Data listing
== == ==

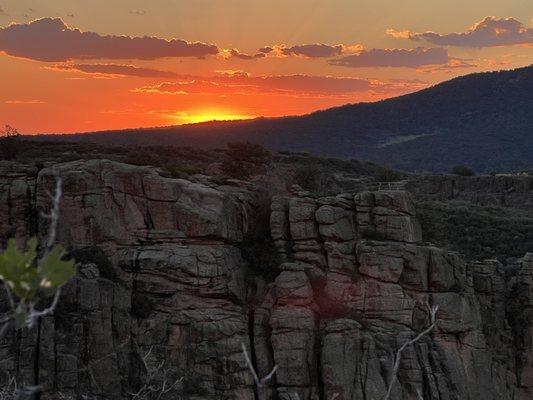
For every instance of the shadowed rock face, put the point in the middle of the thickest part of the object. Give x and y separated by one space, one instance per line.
163 278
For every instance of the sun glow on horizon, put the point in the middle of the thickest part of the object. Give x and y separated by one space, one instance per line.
209 116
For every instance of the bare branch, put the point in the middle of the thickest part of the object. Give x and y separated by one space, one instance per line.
259 383
396 360
54 216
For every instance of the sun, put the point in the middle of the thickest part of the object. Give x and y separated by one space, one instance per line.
210 115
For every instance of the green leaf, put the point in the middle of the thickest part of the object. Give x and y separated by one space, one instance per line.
53 270
17 269
20 316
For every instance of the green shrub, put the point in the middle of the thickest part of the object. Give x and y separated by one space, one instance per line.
462 170
478 232
26 275
10 143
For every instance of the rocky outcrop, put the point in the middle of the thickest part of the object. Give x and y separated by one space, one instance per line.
162 285
501 190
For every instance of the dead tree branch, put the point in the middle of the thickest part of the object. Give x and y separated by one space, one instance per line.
259 383
396 360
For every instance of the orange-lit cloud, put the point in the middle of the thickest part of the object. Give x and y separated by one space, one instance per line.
242 83
114 70
409 58
242 56
24 102
50 39
489 32
315 50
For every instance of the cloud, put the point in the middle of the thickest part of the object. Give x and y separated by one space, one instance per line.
24 102
412 58
137 12
115 70
242 83
51 40
316 50
243 56
490 32
449 67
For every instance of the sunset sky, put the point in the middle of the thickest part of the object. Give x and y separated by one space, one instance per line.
72 65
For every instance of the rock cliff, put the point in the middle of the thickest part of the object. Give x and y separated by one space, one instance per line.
162 285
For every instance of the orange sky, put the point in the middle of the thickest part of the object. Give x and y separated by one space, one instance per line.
71 66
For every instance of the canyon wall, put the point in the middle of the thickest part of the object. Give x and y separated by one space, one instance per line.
162 285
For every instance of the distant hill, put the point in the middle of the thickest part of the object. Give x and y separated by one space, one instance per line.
482 120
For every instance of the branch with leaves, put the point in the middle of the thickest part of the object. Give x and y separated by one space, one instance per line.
29 276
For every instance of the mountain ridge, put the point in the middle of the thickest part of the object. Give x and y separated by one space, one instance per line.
482 120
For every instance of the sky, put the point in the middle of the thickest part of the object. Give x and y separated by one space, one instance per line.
75 66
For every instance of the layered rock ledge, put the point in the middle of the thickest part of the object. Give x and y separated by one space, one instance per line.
161 278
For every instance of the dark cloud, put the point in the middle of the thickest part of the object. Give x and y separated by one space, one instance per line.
115 69
50 39
413 58
487 33
243 56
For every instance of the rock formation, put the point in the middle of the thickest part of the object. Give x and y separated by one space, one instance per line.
162 284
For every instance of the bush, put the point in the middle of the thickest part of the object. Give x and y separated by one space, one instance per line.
462 170
478 232
10 143
306 177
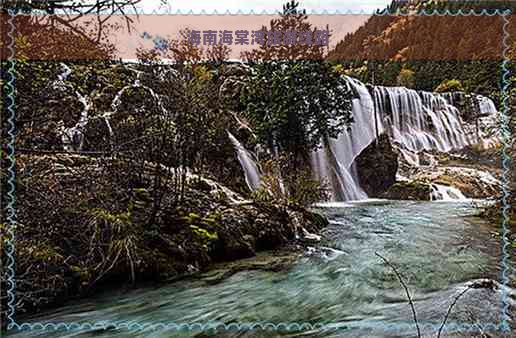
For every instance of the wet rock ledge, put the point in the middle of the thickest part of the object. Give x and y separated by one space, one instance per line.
72 241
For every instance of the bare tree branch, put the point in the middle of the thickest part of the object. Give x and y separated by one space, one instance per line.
406 291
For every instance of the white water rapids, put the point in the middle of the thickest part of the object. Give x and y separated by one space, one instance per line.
414 120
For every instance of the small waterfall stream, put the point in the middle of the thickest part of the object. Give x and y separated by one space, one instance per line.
415 121
72 137
334 160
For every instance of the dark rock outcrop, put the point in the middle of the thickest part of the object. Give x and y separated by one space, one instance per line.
377 166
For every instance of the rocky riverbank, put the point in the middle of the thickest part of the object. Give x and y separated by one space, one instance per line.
123 230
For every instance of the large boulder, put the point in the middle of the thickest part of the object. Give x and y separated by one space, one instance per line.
377 166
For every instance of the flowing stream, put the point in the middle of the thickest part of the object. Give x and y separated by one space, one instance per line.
437 247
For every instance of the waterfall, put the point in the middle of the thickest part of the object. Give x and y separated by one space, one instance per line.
446 193
415 121
251 172
72 137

== == ==

All of the records above must be copied exactly, except for the pictures.

For every instance of the shadowed rock face, put the point in the middle of the thickest part of the object. Give x and y separated by one space, one instance per line.
163 278
For every instance of the sun glow on horizon, put the point in the middle of the thickest part of the object. Give x and y separated by one space, one instance per line.
209 116
For every instance of the bare branch, put the point in the middle of the thickest part of the object. Give x and y separated by one space, one instance per line.
259 383
396 360
54 216
For every instance of the sun, put the point in the middle of the thickest part of the object. Give x and y separated by one space, one instance per line.
210 115
For every instance of the green leaf, put the point in the middle of the thickest part of the object. Give x and y separated by one space, one instance per line.
53 270
17 269
20 316
For every instance of the green shrub, put the point in the middle of the thickest part of the object. Give x and y separated by one space, one instance per line.
462 170
478 232
26 275
10 143
For every instance of the rocky outcrop, put the point in the middle of the thickest part of the object. Give x and y separated by one space, one instance per line.
162 285
501 190
For every instance of the dead tree branch, put the point in the middle of the thickest part of the object. Give x and y separated by one space, one instance per line.
259 383
396 360
For every instance of the orange-lit cloud, put the point in the middle of the thickest part of the object. Give x and y separated by one space, one instance per line.
242 83
114 70
409 58
242 56
24 102
50 39
489 32
315 50
For every instance of the cloud, put the point in the middle of the thickest part of the object. Give x and y separated by one space, one instance per line.
24 102
412 58
137 12
115 70
242 83
51 40
316 50
243 56
490 32
449 67
For every instance of the sunset sky, put the point in the middle of the thickest part of the object. Give x and y separated by one space, one instance per line.
72 65
For every instance of the rock cliff, put the point in the middle of the thickest part of the object. Give x and y separated by one space, one instance per line.
162 285
For every instance of the orange sky, put the point in the middle of the thickest part of the object. Give x and y separated by one space, one instance per line.
71 66
For every instance of the canyon wall, put the point in the middle of the thickest part of the object. Give x and y separated by one space, one instance per line.
162 285
For every instance of the distant hill, put the point in the middle of the thickest part of the object. Give x and y separated by one space, one instance per line.
482 120
For every instance of the branch with leaves, put the point in the middle of the thickest part of the object. Give x and y separated by one space, one instance per line.
29 276
For every instance of the mountain ridge, put the point in the middle of the thickest part of the object. Give x and y separated by one space, one instance per line.
482 120
For every instance of the sky, put the point in the middle of the thickest part of the object. Give x and y separated by one space, one instance per line.
75 66
For every instance of the layered rock ledge, put the point in the middle of the thickest part of the object. Give x and y separated by one space, one instance per line.
161 278
For every instance of the dark cloud, put the point in the middle of the thickest part of the object. Give x and y separated by one space, one instance per line.
115 69
50 39
413 58
487 33
243 56
For every instance of the rock formation, put the point in the middle of the thickest part of the object. Give x and y separated by one space, one instance per line.
162 284
For every instance of the bush, put the point in the middle of the thickest part of the object. Give x and y separated by one space, one instance per line.
462 170
478 232
10 143
306 177
For every instance of the wet rock ledge, put the point in the middle of the thickest part of the object. Give x and y separated by one space, one instance per line.
72 241
For every instance of the bare tree branch, put the point in the middle of the thickest part of the object. Give x and y separated by one space, one instance per line.
406 291
For every instance of the white water rapids, put the point in the middle of the thickest part of the object. Give x and y separated by one space, one instance per line.
414 120
For every instance of the small waterfall stream, put the point in the middle of the thickest part of the object. Give x and y separated by one space, one instance per line.
415 121
72 137
334 160
For every instance of the dark rock outcrop, put the point in the middle of the thickest part of the object. Give x and y separated by one space, one instance per line.
377 166
For every instance of the rocky riverbank, put the point in the middle of the thickest part of the object. Give x and y separated by one space, one instance per line.
123 230
For every instance of the large boulder, put the point in the middle of the thickest part of the object. Give x and y separated by one space, one instance per line.
377 166
For every instance of the flowing stream, put the point in the middle of the thickest part of the object. Give x and y separated by one space, one instance per line.
437 247
For every instance of the waterfall, put the point in the middle of the thickest part of the object. Give x and y separated by one space, one instance per line.
446 193
415 121
251 172
72 137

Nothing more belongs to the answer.